WHAT NEEDS TO BE DONE →
From the line with "the white vr" through the final line below, restate each line word for word and return nothing else.

----- PROVIDED ENTRIES -----

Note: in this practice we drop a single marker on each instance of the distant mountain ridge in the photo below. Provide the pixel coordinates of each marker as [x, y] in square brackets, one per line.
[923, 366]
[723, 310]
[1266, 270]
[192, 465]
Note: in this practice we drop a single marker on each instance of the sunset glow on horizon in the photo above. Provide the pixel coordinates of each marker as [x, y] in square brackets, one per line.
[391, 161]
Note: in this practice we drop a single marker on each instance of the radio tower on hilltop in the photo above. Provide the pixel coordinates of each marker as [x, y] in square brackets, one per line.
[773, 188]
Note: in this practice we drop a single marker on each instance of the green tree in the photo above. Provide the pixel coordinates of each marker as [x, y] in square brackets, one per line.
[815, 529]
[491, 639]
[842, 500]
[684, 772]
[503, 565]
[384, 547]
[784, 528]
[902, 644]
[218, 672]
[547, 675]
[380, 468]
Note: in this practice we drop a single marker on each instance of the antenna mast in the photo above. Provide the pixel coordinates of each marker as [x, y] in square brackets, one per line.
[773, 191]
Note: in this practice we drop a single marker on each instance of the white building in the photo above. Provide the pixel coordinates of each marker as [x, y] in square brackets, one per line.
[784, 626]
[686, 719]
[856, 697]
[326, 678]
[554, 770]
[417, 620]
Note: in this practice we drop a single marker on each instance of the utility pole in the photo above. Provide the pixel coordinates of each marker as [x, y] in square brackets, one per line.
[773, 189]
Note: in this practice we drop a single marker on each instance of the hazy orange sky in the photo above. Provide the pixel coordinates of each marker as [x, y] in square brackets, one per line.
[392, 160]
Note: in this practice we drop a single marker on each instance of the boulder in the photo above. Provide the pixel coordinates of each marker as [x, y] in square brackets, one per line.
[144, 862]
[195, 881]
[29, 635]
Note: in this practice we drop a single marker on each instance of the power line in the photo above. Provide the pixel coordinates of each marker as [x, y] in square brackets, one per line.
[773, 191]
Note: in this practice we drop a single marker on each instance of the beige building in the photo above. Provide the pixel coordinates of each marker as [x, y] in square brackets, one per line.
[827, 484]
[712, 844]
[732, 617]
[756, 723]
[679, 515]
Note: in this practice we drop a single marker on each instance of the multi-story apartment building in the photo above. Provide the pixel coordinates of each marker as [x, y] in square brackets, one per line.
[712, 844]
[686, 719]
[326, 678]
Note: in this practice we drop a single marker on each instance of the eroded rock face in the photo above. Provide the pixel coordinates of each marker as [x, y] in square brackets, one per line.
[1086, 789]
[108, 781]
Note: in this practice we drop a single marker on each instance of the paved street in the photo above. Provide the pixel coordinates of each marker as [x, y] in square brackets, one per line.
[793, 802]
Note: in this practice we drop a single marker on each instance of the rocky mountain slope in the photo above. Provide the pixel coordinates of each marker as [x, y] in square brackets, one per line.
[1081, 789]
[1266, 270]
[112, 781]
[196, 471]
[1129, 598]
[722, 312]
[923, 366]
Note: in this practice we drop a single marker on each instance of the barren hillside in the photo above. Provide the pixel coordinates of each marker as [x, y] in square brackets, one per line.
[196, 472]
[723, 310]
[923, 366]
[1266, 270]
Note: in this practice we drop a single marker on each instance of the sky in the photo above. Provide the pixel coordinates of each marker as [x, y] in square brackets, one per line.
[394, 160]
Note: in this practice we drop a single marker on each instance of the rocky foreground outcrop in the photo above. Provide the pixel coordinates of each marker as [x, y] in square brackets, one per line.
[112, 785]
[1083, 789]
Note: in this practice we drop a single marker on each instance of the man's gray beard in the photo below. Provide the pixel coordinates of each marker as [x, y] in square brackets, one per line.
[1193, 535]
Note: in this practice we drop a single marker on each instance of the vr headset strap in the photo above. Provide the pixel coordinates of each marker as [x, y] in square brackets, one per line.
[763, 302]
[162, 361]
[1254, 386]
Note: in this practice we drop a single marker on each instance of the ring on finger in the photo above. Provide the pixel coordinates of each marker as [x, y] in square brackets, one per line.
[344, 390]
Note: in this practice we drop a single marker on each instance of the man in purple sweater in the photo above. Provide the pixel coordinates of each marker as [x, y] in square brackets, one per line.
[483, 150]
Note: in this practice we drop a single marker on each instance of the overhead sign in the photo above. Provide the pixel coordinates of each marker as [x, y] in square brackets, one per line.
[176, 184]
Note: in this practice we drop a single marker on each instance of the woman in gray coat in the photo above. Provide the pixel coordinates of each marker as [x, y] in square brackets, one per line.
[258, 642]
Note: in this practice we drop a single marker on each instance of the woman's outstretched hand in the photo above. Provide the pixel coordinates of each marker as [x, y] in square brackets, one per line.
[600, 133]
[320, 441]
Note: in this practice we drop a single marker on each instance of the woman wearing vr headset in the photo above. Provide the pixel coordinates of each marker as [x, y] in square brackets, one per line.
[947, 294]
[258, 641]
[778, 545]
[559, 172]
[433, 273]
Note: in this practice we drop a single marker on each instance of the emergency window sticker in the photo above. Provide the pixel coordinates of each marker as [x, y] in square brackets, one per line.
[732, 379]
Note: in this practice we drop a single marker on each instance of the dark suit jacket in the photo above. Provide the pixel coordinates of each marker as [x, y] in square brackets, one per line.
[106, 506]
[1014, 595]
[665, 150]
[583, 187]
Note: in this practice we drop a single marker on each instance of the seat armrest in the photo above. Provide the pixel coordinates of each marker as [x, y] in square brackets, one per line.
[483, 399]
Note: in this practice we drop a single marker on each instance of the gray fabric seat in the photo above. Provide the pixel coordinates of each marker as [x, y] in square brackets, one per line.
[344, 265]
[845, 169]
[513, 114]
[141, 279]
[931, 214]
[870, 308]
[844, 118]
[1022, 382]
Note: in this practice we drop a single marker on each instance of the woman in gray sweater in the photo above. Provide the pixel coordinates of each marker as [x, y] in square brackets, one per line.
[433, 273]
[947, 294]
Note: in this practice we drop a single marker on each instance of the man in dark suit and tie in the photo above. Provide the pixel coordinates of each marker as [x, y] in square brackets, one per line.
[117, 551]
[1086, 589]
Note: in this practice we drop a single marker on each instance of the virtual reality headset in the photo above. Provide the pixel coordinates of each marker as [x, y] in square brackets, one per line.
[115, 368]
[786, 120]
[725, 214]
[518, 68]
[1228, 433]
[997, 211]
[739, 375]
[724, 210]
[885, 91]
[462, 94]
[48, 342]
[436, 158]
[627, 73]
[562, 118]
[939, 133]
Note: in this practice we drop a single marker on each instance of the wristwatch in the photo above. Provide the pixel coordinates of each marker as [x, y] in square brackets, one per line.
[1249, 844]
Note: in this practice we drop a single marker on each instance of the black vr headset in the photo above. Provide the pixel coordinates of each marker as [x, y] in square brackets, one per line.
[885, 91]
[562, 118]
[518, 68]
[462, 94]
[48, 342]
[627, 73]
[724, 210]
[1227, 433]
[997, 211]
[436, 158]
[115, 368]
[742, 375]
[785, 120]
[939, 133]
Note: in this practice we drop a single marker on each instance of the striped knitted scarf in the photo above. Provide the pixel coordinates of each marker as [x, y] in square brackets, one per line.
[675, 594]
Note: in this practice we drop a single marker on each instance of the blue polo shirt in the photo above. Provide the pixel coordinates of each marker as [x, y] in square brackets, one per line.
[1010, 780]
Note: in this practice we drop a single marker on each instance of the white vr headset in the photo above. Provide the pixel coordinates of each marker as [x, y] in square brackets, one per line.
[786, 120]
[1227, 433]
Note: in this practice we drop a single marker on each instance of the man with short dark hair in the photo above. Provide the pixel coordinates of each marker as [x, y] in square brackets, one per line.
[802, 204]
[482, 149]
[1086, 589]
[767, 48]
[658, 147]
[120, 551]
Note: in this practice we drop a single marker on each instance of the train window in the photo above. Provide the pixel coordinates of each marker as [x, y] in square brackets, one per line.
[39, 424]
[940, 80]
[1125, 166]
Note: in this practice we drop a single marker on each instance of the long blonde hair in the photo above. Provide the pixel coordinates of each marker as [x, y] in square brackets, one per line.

-----

SOLUTION FOR THIS TASK →
Note: in this practice we drop a single marker on each instance of the white vr headset in the photo above. Provide the pixel coordinates of each marker as [x, y] in square brackets, one per line.
[786, 120]
[1227, 433]
Note: in this practice we drop a single marker on each instance of the man with short dark hair in the photo above. Provide the pixel coordinates of each marker as [x, y] in square brackets, one per line.
[802, 204]
[482, 149]
[1086, 589]
[767, 48]
[658, 147]
[120, 551]
Note: in this practice we drop a single marker on each instance of the train window in the photo above. Provide the pixel coordinates of each marker as [x, y] in square brackets, one per line.
[39, 424]
[940, 80]
[1125, 166]
Note: in this practice we drop a single marker on each instance of the long blonde hair in the photo above. Provide the pixel coordinates of each marker as [x, y] in square brackets, one per line.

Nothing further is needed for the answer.